**SUPPLIED DATA**

####

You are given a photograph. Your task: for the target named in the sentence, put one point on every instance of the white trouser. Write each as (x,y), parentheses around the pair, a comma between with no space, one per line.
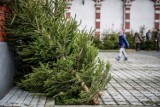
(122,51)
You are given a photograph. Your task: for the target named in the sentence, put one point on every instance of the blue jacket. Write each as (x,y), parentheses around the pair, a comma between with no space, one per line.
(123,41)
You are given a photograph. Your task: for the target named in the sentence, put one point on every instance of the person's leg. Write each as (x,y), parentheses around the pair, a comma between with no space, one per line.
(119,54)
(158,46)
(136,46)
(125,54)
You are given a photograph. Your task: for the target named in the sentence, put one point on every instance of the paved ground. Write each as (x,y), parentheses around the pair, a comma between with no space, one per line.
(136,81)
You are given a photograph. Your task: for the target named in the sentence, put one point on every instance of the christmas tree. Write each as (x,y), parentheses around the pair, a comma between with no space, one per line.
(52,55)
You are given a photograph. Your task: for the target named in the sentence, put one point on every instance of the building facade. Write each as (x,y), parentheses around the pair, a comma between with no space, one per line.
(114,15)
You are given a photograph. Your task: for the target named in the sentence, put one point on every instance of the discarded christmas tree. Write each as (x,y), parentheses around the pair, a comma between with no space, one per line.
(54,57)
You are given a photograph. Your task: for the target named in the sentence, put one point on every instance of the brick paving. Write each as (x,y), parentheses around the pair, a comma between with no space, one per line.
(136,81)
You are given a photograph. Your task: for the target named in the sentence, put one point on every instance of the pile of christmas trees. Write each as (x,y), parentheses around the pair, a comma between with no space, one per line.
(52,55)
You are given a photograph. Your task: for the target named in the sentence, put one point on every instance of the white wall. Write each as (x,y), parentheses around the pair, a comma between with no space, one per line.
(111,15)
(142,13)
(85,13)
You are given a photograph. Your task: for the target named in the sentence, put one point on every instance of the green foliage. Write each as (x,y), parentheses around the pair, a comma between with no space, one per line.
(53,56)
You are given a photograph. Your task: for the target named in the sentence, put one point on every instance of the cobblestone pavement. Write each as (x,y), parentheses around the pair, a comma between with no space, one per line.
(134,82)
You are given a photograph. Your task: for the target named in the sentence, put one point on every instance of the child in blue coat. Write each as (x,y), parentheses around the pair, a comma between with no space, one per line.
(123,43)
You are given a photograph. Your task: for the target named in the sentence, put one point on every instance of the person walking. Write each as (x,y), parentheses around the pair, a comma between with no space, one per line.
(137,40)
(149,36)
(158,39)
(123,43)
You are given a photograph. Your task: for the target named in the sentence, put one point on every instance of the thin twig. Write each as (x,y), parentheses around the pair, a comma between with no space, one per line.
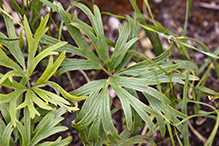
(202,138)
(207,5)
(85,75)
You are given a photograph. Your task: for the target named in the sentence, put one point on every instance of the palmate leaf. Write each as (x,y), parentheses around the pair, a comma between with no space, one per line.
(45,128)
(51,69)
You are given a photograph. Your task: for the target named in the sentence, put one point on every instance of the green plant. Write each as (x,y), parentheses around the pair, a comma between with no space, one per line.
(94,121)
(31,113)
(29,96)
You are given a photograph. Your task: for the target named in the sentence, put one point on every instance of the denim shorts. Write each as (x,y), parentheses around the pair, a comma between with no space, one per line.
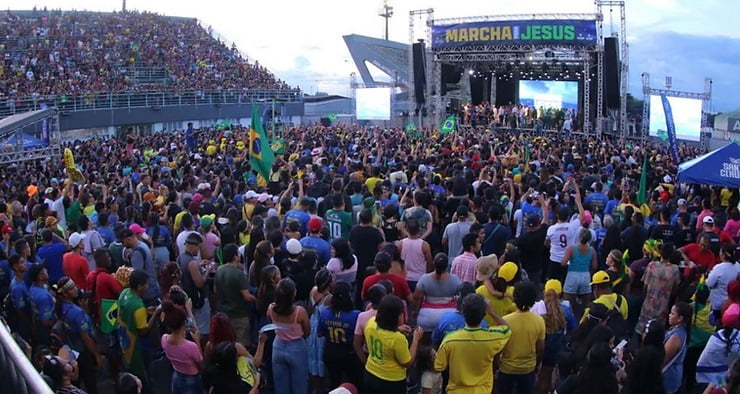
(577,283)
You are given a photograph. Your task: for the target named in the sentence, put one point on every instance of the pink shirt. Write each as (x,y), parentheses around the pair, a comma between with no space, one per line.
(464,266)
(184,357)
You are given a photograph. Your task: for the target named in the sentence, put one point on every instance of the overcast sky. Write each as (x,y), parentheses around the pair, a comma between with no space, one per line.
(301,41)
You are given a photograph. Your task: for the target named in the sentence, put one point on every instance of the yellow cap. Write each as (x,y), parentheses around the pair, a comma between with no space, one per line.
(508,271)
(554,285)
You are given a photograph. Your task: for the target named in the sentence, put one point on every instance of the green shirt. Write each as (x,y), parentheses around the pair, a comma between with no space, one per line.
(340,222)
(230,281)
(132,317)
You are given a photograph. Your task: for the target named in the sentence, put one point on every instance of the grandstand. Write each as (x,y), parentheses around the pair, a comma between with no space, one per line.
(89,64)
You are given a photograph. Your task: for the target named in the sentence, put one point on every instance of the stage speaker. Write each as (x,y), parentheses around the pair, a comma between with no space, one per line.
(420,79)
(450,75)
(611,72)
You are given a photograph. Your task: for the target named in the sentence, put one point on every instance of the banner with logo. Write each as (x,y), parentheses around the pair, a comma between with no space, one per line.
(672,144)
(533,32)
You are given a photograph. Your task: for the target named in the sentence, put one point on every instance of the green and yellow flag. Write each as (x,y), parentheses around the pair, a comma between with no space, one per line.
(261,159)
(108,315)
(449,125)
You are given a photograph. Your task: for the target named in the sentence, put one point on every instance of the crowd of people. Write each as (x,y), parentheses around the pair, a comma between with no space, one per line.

####

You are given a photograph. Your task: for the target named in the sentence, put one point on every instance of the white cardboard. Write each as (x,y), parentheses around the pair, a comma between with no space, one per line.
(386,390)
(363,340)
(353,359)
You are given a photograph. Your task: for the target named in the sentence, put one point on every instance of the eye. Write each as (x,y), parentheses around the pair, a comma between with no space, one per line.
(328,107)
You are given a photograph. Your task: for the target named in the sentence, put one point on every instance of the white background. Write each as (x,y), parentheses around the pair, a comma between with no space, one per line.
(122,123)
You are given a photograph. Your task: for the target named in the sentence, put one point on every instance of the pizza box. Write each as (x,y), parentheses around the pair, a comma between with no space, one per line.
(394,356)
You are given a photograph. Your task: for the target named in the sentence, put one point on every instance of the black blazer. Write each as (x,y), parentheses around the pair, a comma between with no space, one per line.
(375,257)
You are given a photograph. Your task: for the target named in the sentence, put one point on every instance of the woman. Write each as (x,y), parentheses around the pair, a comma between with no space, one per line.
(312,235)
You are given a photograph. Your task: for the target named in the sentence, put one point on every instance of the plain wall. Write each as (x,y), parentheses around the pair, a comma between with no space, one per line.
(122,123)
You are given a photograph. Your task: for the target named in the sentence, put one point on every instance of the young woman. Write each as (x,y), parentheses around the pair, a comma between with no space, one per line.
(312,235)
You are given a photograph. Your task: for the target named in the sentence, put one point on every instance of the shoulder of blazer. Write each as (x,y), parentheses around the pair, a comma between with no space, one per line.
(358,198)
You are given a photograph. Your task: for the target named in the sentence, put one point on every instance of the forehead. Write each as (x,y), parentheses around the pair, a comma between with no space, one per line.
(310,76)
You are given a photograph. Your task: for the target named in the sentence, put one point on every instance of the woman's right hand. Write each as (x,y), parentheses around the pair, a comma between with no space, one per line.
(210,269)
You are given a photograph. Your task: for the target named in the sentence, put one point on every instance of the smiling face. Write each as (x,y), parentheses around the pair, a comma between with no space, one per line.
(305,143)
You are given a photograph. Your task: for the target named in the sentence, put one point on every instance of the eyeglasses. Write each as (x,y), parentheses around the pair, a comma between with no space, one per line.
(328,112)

####

**WHAT THE TASK REQUIRES**
Within the listing above, give again exactly every line from the line with "of the banner" through the line with "of the crowd", both included, and no other line.

**EXPECTED ANSWER**
You are given a photograph. Your task: for the target named in the sentence, put one point on every instance of the banner with logo. Write each as (x,y), parentheses around the pair, a comma between with no space, one per line.
(672,144)
(533,32)
You are given a photograph. Your task: for the target named in the sentence, put one point on every instance of the green and yellow flag. Write each as (x,y), parentheses around the pair, a comma between with no space, one per line.
(261,159)
(108,315)
(449,125)
You are given a photograph. Your task: for the target named in the sentence, put one point on every instance of the crowd of people. Write each as (x,y), parentheses around the pair, a comma between with no space, one per line.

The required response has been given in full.